_Required task_. Find "Record the location of each instance of the rebar grid" in the data, then restate the line it sits in and every later line word for word, ending with the last line.

_Supplied records_.

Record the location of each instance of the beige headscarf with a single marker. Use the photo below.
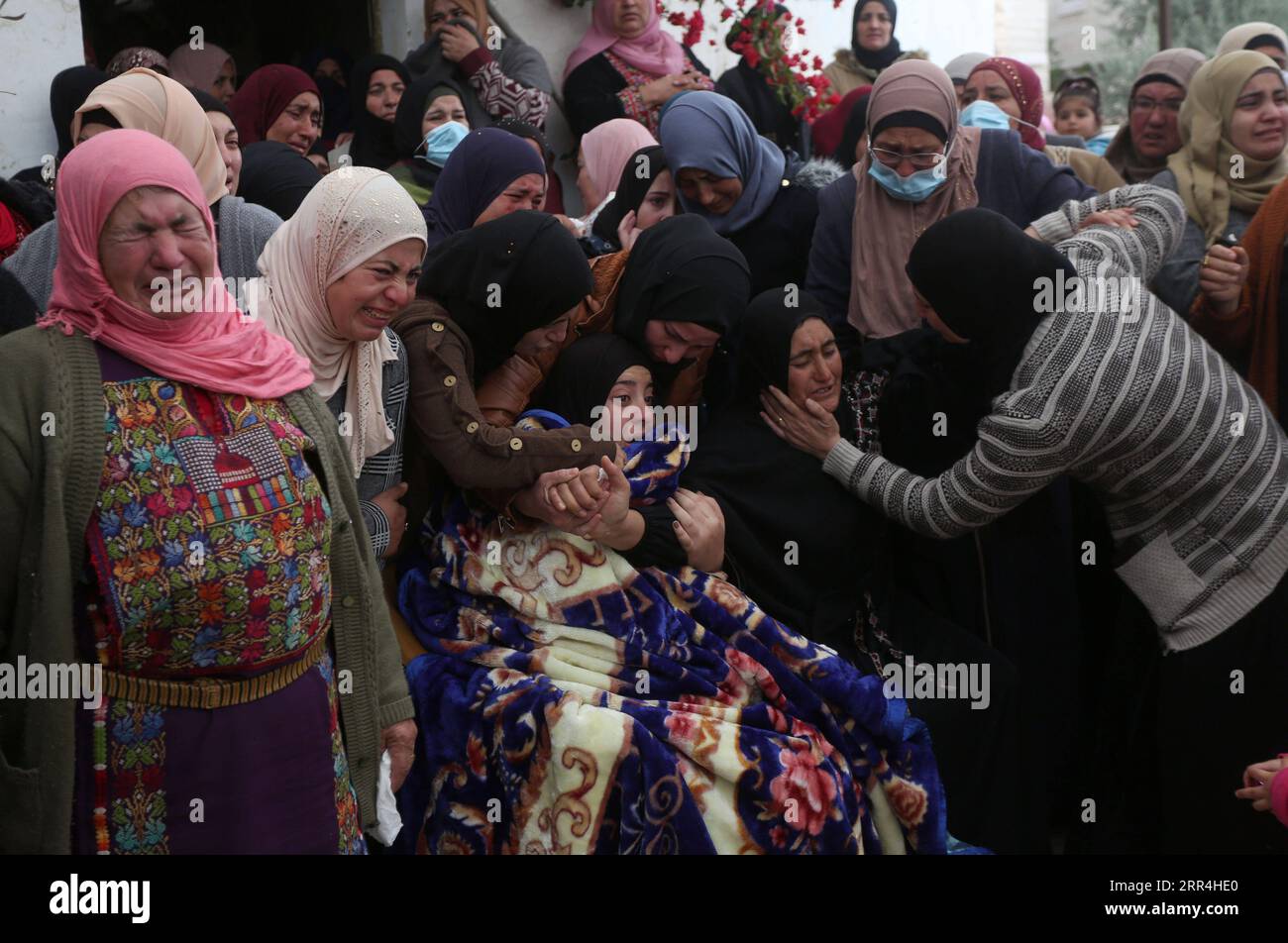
(1241, 35)
(149, 102)
(346, 219)
(1205, 163)
(885, 230)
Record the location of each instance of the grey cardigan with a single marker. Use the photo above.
(1189, 463)
(244, 228)
(48, 487)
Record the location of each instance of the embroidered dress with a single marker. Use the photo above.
(209, 560)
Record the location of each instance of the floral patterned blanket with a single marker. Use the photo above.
(571, 703)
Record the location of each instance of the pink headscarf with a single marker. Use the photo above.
(214, 348)
(606, 147)
(1025, 88)
(653, 52)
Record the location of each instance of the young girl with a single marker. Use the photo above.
(1077, 111)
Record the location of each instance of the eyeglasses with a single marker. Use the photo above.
(1146, 104)
(893, 158)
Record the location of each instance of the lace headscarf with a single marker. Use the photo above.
(344, 221)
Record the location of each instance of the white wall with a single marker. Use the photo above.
(34, 51)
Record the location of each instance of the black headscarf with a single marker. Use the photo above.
(631, 189)
(407, 124)
(681, 269)
(855, 127)
(954, 265)
(773, 495)
(67, 93)
(585, 373)
(209, 102)
(524, 262)
(275, 175)
(528, 132)
(428, 62)
(411, 114)
(876, 58)
(373, 137)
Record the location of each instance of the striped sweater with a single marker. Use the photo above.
(1184, 455)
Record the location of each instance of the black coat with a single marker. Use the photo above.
(590, 91)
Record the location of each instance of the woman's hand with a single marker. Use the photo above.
(812, 429)
(394, 513)
(1256, 783)
(1223, 275)
(1122, 218)
(627, 232)
(458, 43)
(699, 528)
(399, 741)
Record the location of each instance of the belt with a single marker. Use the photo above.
(209, 693)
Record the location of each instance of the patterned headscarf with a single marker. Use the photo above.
(1026, 89)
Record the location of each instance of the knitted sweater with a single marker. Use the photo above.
(244, 228)
(1181, 451)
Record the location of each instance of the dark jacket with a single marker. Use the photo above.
(1010, 178)
(591, 94)
(48, 487)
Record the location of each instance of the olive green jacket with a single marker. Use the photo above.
(51, 464)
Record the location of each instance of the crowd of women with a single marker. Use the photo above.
(600, 530)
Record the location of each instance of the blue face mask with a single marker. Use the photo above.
(984, 115)
(442, 141)
(914, 187)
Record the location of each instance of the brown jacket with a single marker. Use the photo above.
(506, 390)
(1249, 338)
(447, 432)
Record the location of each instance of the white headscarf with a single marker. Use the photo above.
(346, 219)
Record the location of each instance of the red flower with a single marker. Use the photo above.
(477, 757)
(803, 792)
(909, 801)
(684, 727)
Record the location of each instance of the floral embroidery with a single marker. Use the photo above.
(210, 545)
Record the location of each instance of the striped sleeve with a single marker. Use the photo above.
(1109, 252)
(997, 475)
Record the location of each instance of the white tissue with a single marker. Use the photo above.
(387, 821)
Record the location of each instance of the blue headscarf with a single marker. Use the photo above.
(478, 171)
(709, 132)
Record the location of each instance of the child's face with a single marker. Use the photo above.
(630, 405)
(1076, 116)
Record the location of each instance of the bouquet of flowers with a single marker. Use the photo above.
(767, 46)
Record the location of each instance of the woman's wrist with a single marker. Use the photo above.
(623, 535)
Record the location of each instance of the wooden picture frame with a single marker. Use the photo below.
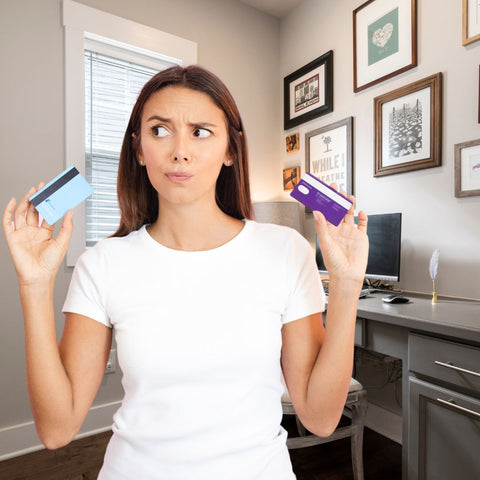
(329, 154)
(384, 41)
(308, 92)
(467, 169)
(408, 127)
(291, 177)
(470, 22)
(292, 143)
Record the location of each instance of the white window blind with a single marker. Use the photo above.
(137, 45)
(111, 89)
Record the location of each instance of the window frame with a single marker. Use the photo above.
(81, 22)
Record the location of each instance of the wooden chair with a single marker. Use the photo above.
(357, 404)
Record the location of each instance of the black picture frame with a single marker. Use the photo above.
(316, 74)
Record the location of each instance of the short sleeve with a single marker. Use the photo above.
(86, 293)
(307, 295)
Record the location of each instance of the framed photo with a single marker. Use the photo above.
(329, 154)
(291, 176)
(467, 169)
(292, 142)
(384, 41)
(408, 127)
(470, 21)
(308, 92)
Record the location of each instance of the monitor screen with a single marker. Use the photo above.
(385, 239)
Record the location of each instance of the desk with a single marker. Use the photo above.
(418, 332)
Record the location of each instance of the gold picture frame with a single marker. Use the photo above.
(470, 22)
(408, 127)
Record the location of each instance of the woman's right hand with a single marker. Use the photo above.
(36, 255)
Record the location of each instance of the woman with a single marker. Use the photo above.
(207, 306)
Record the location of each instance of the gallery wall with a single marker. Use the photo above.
(432, 216)
(32, 139)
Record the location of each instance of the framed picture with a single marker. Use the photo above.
(470, 21)
(329, 154)
(292, 142)
(408, 127)
(467, 169)
(308, 92)
(384, 40)
(291, 176)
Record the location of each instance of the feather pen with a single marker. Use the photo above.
(433, 272)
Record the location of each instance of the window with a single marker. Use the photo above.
(111, 88)
(107, 61)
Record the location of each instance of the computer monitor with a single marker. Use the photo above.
(385, 239)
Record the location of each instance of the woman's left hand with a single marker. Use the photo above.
(345, 247)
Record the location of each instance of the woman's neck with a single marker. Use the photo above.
(193, 228)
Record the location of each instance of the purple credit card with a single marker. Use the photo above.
(317, 195)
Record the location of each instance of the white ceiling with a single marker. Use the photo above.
(277, 8)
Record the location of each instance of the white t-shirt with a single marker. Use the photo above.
(198, 339)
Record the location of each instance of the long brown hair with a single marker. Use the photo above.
(137, 198)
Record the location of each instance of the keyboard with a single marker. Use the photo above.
(363, 293)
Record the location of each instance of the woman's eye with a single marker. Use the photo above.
(160, 132)
(201, 133)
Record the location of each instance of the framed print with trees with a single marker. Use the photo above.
(408, 127)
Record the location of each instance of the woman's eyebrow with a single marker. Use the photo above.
(192, 124)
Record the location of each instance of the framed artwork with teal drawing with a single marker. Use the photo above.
(384, 40)
(329, 154)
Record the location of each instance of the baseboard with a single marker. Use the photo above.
(22, 438)
(383, 422)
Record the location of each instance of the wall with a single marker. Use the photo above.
(32, 139)
(432, 216)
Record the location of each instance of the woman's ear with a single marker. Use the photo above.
(138, 150)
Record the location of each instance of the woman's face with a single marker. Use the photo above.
(184, 143)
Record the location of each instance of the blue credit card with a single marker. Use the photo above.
(63, 193)
(317, 195)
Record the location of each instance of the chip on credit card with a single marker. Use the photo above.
(61, 194)
(317, 195)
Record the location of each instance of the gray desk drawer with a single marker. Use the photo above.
(450, 362)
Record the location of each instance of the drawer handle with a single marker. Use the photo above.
(458, 407)
(458, 369)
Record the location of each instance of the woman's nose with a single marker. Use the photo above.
(181, 153)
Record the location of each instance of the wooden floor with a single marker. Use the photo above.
(82, 459)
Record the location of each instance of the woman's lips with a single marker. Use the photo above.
(178, 177)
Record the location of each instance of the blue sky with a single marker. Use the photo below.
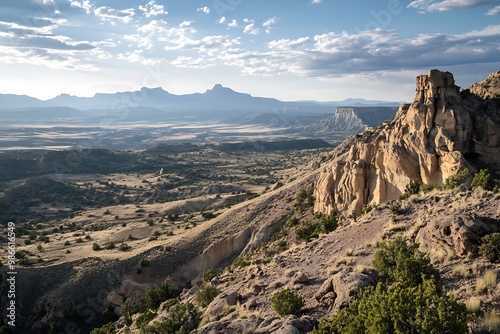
(288, 49)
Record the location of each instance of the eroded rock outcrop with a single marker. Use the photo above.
(432, 138)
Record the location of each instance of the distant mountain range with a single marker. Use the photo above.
(152, 115)
(218, 98)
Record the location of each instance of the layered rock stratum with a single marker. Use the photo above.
(440, 133)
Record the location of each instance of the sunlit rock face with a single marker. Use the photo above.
(441, 132)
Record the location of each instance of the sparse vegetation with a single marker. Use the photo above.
(287, 302)
(458, 179)
(408, 299)
(486, 282)
(412, 188)
(155, 296)
(209, 274)
(206, 293)
(485, 180)
(182, 318)
(490, 247)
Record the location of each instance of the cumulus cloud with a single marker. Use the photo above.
(205, 10)
(268, 24)
(153, 9)
(86, 5)
(107, 13)
(190, 62)
(494, 11)
(447, 5)
(334, 54)
(288, 44)
(250, 27)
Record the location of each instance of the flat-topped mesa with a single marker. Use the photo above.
(427, 141)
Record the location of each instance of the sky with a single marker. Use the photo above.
(324, 50)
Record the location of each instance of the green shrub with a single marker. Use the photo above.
(412, 188)
(306, 231)
(287, 302)
(209, 274)
(399, 261)
(399, 309)
(110, 246)
(328, 223)
(143, 320)
(456, 180)
(181, 319)
(5, 329)
(485, 180)
(490, 247)
(368, 208)
(409, 298)
(124, 247)
(156, 296)
(303, 195)
(205, 294)
(109, 328)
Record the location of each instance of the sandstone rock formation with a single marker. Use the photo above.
(432, 138)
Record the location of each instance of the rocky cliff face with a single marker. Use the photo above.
(434, 137)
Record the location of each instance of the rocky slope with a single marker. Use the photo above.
(441, 132)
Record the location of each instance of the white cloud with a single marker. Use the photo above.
(268, 24)
(288, 44)
(494, 11)
(137, 57)
(106, 13)
(190, 62)
(85, 5)
(337, 54)
(250, 27)
(205, 10)
(186, 24)
(153, 26)
(153, 9)
(446, 5)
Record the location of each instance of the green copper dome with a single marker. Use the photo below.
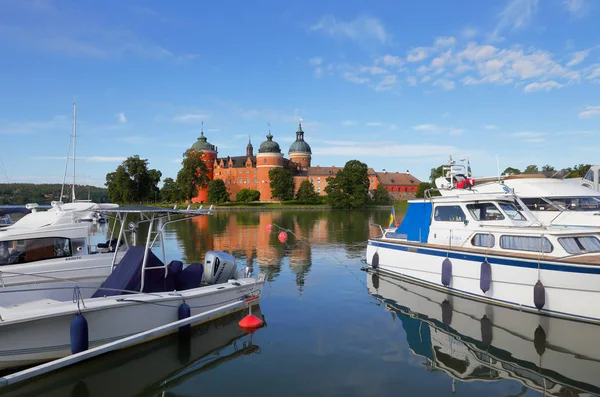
(269, 146)
(299, 145)
(202, 145)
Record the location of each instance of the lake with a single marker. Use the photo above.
(333, 329)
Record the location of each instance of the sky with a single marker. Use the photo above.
(399, 85)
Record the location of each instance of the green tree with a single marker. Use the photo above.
(511, 171)
(531, 169)
(306, 193)
(247, 196)
(350, 187)
(436, 173)
(169, 192)
(282, 183)
(381, 195)
(193, 175)
(217, 191)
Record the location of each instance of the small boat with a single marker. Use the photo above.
(492, 248)
(558, 202)
(472, 341)
(141, 293)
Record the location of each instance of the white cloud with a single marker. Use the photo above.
(417, 54)
(361, 28)
(546, 86)
(445, 84)
(589, 111)
(578, 57)
(190, 118)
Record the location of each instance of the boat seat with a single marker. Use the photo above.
(190, 277)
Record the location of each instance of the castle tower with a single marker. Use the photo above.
(269, 156)
(209, 155)
(300, 152)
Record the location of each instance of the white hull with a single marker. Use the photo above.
(571, 291)
(570, 355)
(44, 334)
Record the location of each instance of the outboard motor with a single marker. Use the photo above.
(218, 267)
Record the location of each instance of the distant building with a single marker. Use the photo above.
(251, 171)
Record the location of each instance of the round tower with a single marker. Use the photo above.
(300, 152)
(269, 156)
(209, 155)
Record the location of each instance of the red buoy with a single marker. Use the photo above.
(282, 237)
(250, 323)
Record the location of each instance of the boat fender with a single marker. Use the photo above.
(184, 311)
(539, 340)
(446, 312)
(79, 334)
(485, 276)
(539, 295)
(446, 272)
(486, 331)
(375, 260)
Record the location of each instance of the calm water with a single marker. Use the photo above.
(333, 329)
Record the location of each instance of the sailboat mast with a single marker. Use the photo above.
(74, 147)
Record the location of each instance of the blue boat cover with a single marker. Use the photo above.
(416, 222)
(127, 274)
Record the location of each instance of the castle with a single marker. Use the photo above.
(251, 171)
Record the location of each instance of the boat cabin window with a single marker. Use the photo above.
(35, 249)
(485, 212)
(512, 212)
(526, 243)
(580, 245)
(539, 204)
(483, 240)
(449, 213)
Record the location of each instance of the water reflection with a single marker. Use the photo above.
(472, 341)
(162, 367)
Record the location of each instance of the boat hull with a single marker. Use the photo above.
(46, 336)
(571, 290)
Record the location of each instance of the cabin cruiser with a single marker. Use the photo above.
(141, 293)
(558, 202)
(492, 247)
(471, 341)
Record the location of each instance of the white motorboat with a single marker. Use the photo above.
(558, 202)
(141, 293)
(491, 247)
(473, 341)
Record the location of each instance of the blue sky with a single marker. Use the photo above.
(399, 85)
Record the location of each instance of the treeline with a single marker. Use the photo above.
(133, 182)
(44, 194)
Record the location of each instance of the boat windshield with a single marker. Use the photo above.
(585, 203)
(512, 212)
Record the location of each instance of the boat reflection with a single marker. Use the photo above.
(474, 341)
(151, 369)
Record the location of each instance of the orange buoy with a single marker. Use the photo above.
(283, 237)
(250, 323)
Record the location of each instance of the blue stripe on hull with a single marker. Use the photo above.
(531, 264)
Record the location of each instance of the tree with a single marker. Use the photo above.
(217, 191)
(282, 183)
(381, 195)
(548, 168)
(193, 175)
(436, 173)
(169, 192)
(132, 181)
(350, 187)
(531, 169)
(247, 196)
(511, 171)
(306, 193)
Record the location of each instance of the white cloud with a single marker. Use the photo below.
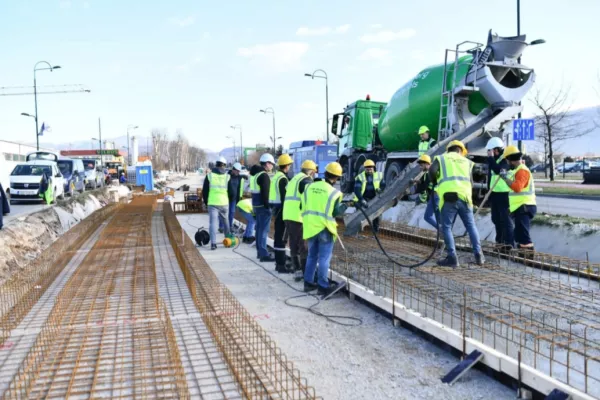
(388, 36)
(276, 55)
(342, 28)
(305, 31)
(182, 22)
(374, 53)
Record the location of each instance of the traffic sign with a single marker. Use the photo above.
(523, 129)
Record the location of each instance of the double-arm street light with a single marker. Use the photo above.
(323, 76)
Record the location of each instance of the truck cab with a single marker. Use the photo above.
(356, 129)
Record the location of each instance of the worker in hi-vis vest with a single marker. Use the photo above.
(499, 196)
(366, 186)
(277, 194)
(293, 218)
(522, 202)
(426, 142)
(260, 185)
(216, 195)
(321, 203)
(451, 172)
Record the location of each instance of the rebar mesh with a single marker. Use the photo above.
(259, 366)
(109, 333)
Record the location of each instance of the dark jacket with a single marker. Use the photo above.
(206, 185)
(4, 205)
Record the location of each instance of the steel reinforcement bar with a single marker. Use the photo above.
(261, 369)
(109, 334)
(551, 320)
(23, 289)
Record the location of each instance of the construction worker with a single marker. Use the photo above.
(426, 142)
(366, 186)
(216, 195)
(293, 218)
(522, 202)
(451, 172)
(277, 194)
(499, 197)
(424, 188)
(245, 207)
(260, 185)
(321, 203)
(4, 205)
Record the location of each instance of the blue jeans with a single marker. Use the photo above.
(320, 248)
(263, 223)
(249, 224)
(432, 214)
(449, 212)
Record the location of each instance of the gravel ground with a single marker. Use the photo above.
(371, 361)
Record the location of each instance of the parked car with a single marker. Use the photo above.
(94, 177)
(26, 178)
(74, 175)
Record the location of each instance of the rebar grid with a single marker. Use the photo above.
(259, 366)
(512, 308)
(109, 333)
(22, 290)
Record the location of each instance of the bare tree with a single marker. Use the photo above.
(556, 122)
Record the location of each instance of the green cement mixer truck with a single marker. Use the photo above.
(476, 82)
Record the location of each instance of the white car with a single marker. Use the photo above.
(26, 178)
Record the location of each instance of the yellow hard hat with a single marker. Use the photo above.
(423, 130)
(334, 168)
(458, 143)
(284, 159)
(308, 164)
(369, 163)
(424, 158)
(510, 150)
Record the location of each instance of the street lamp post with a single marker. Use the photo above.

_Answer to the task_.
Record the location of each instance of the rebar grid with a single marker. Use the photo above.
(259, 366)
(512, 308)
(109, 333)
(22, 290)
Record the location of each instance of the bare tree with a single marker. Use the photo above.
(556, 122)
Record the location of each instance of the green cement mixer truck with a single marker. Use the photo above.
(476, 82)
Record the location of each instance of the white car with a single marker. Use the photo above.
(26, 178)
Record the location of each instance of the yellow hard hat with a single marker. Use the photo above.
(423, 130)
(334, 168)
(458, 143)
(284, 159)
(308, 164)
(369, 163)
(424, 158)
(510, 150)
Record the location of each instance of the street lamp post with a single marker. Use the photo above.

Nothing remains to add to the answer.